Some records
## start

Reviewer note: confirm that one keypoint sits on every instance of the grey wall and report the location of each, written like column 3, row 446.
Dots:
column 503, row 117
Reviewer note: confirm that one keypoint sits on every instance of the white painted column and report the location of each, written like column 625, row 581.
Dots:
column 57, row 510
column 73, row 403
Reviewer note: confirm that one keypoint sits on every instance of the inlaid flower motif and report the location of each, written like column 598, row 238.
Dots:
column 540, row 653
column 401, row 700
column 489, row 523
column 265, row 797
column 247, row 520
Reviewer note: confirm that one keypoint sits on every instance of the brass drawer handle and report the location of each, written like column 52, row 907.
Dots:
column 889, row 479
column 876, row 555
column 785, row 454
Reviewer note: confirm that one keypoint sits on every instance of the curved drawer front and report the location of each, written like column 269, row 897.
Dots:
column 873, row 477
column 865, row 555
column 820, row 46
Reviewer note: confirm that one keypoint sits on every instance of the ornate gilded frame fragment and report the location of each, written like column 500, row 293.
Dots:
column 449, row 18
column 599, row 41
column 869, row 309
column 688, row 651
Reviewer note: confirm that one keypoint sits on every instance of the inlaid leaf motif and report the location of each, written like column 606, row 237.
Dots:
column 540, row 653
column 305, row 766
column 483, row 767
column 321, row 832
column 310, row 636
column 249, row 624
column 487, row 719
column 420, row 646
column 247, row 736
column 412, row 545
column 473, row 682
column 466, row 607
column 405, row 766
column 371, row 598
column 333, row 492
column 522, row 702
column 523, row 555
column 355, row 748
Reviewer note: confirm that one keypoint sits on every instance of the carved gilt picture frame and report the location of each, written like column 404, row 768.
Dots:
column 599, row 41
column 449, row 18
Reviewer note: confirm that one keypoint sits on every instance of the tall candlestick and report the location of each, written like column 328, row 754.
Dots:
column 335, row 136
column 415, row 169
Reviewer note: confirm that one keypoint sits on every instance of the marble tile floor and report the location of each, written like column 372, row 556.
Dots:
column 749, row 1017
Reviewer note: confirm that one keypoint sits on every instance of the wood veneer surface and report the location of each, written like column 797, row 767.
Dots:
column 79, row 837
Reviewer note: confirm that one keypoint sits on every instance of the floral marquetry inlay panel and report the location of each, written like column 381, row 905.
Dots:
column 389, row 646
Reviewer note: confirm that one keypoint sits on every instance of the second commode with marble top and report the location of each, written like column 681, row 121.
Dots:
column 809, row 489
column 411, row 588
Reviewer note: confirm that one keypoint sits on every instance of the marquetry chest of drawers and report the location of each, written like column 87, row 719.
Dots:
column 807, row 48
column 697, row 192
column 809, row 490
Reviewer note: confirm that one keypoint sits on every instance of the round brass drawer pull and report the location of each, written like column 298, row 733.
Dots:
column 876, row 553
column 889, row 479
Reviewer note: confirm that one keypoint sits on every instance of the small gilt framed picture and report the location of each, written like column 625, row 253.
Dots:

## end

**Aim of the exercise**
Retype the lines of the data above, starting at the line that contains "328, row 754." and ending at the line that contains "column 411, row 588".

**Task answer**
Reviewer note: confirm that one keypoint sits on every instance of the tall candlestick and report the location of each, written like column 328, row 754.
Dots:
column 335, row 136
column 415, row 169
Reviewer note: confirm that one keypoint sits on every instance of the marble tile floor and report the location of each, written like column 372, row 556.
Dots:
column 749, row 1017
Reviewer note: confirm that one keypoint sits on every instance of the wood veneer surface and report the location of each, written like column 797, row 767.
Dots:
column 79, row 837
Reviewer note: confirm that one keypoint sits on every instance of the floral marquetry inlay panel and report the location of each, written like column 381, row 905.
Dots:
column 389, row 646
Reviewer note: confirm that one keypoint sits on every instance of the second commode with marble top and report the location of each, written like column 681, row 121.
Dots:
column 809, row 489
column 411, row 588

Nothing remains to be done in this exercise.